Requirement: State only how many lines below include the word "green".

[Image point grounding data]
----------

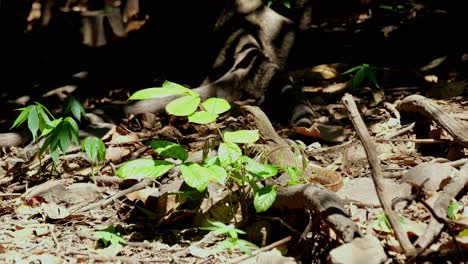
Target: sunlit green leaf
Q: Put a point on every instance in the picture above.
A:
(72, 127)
(264, 198)
(359, 77)
(217, 173)
(260, 170)
(294, 173)
(202, 117)
(94, 148)
(169, 149)
(463, 233)
(228, 153)
(22, 117)
(216, 105)
(453, 209)
(195, 176)
(74, 107)
(144, 168)
(110, 236)
(183, 106)
(242, 136)
(65, 137)
(168, 89)
(33, 121)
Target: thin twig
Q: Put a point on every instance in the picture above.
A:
(399, 132)
(142, 184)
(371, 153)
(260, 250)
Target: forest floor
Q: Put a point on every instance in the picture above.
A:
(61, 214)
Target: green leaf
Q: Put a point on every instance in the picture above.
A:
(260, 170)
(22, 117)
(359, 78)
(463, 233)
(242, 136)
(228, 153)
(183, 106)
(294, 173)
(371, 75)
(44, 121)
(168, 89)
(169, 149)
(73, 129)
(216, 105)
(94, 148)
(64, 137)
(352, 70)
(144, 168)
(195, 176)
(212, 160)
(264, 198)
(33, 121)
(110, 236)
(202, 117)
(453, 209)
(217, 173)
(74, 107)
(48, 129)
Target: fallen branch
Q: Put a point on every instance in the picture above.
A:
(377, 177)
(142, 184)
(440, 207)
(260, 250)
(426, 107)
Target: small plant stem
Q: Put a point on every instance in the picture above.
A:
(216, 125)
(40, 160)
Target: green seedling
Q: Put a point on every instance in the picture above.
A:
(74, 108)
(109, 236)
(230, 165)
(95, 149)
(362, 73)
(285, 3)
(453, 209)
(58, 133)
(232, 240)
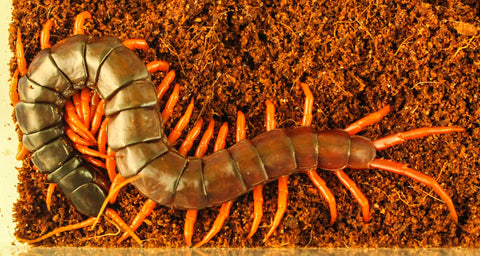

----------

Completed exercise: 3